» TASK BRIEF
Reproduce everything in the material below, from the line containing "Study the drawing above carefully. Where is the wilted" through the end of the material, both ends included and the requests kept unchanged. Add -76 to every coordinate value in the bounding boxes.

» STORED DATA

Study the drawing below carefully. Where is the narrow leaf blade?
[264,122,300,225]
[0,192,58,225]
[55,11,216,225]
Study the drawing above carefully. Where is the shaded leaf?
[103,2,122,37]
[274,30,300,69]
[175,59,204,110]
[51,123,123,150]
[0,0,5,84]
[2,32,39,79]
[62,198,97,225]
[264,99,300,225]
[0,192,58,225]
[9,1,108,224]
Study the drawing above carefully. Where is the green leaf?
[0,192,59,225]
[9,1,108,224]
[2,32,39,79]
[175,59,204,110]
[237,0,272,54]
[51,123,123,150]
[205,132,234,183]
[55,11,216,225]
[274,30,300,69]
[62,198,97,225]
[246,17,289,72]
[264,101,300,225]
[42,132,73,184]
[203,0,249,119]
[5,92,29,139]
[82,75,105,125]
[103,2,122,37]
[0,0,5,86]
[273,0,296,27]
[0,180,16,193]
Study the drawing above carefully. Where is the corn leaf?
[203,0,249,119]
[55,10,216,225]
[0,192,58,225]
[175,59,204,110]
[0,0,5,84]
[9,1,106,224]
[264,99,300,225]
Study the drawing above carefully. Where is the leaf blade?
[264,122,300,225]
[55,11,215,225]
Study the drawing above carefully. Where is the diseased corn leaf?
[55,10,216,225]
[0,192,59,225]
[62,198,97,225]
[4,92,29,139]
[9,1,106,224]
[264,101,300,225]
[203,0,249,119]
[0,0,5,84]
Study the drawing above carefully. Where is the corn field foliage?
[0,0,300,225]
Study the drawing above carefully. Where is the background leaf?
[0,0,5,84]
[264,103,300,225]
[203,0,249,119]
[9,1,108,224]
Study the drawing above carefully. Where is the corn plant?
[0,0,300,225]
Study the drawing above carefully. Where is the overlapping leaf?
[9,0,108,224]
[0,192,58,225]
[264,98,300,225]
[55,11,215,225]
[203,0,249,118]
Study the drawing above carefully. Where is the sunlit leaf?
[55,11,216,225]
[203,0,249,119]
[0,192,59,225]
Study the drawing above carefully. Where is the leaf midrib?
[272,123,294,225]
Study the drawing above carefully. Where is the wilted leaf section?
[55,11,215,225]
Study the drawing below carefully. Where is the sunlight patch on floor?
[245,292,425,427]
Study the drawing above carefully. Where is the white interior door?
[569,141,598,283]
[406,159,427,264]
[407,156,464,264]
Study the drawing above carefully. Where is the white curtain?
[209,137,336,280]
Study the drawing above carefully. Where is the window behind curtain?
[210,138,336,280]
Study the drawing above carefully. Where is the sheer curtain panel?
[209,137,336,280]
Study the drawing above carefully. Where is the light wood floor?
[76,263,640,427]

» CORRECT OUTPUT
Study the drawing above carefully. Where is the wilted leaf section?
[-21,-65,139,149]
Study the drawing below carefully. Where is the sunlight patch on floor?
[169,216,349,351]
Study the drawing above carefully. Where is the white interior door?
[493,65,522,207]
[330,83,351,188]
[331,80,388,188]
Study the drawing above carefully. Where is the white curtain?
[133,61,260,204]
Study the drawing above carefully. Where is the window behind curtain?
[134,62,260,204]
Study the drawing above carefully. Where is the sheer curtain panel?
[133,61,260,204]
Study the drawing above carefully. Where is the light wood floor?
[0,187,564,351]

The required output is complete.